» Dataset content
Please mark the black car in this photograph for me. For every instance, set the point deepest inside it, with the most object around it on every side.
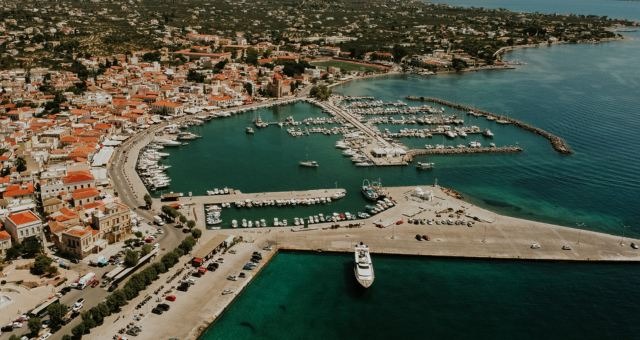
(183, 287)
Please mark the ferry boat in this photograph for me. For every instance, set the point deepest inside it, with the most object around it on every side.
(309, 164)
(425, 165)
(363, 267)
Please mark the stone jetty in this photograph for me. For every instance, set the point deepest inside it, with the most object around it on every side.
(558, 143)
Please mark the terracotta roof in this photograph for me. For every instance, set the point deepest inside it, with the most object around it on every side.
(77, 177)
(84, 193)
(23, 217)
(77, 232)
(16, 190)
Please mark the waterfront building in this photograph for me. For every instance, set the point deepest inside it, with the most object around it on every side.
(22, 225)
(113, 221)
(5, 242)
(80, 241)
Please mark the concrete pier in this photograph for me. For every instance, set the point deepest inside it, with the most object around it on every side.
(558, 143)
(457, 151)
(196, 204)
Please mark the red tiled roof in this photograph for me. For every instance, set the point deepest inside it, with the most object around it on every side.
(16, 190)
(84, 193)
(77, 177)
(23, 217)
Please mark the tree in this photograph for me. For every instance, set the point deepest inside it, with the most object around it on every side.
(34, 324)
(21, 164)
(56, 312)
(146, 249)
(195, 76)
(87, 320)
(31, 246)
(320, 92)
(458, 64)
(14, 252)
(399, 52)
(151, 56)
(78, 330)
(40, 265)
(187, 244)
(252, 56)
(191, 224)
(147, 201)
(196, 233)
(131, 258)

» Exercise instructions
Nothing in the entries above should change when they are printed again, except that the pictures are dropped.

» Answer for this exercise
Please mark the black car in this photograph for me. For every instance, set the point deepest inside it, with the most object around it on every side.
(183, 287)
Please mark the ferry boat in this photograph for me. For every instance, set the point deepest inside it, with the most object around it on every side.
(309, 164)
(425, 165)
(363, 267)
Please mark the stone jetty in this photograph for me. For every instance, set the point deepest inside it, with the most object around it on every side.
(558, 143)
Please mark the terracotta roof in this photograph for me. For every instance, set the point deepest inside it, with the most object around it on every side.
(77, 177)
(84, 193)
(23, 217)
(77, 232)
(16, 190)
Please mark the waterfront building in this photograph for me. For every instance, set the point deepest inside it, with the most object around it on every side.
(22, 225)
(113, 221)
(5, 242)
(80, 241)
Please mark the concrete pier in this photograph for me. For every instance, set the point deepest inside it, with the most object around it on every side.
(558, 143)
(457, 151)
(196, 204)
Please mark the red tiled roof in this photograph for me. For every instance, set the point deepest inside it, with the most object around it on every side.
(16, 190)
(84, 193)
(77, 177)
(23, 217)
Please mark the tree in this photograph for me. For every instance, set the point deepest inside it, with the most object around it on every side.
(34, 324)
(21, 164)
(56, 312)
(146, 249)
(195, 76)
(87, 320)
(31, 246)
(320, 92)
(458, 64)
(14, 252)
(399, 52)
(151, 56)
(78, 330)
(40, 265)
(187, 244)
(252, 56)
(191, 224)
(147, 201)
(196, 233)
(131, 258)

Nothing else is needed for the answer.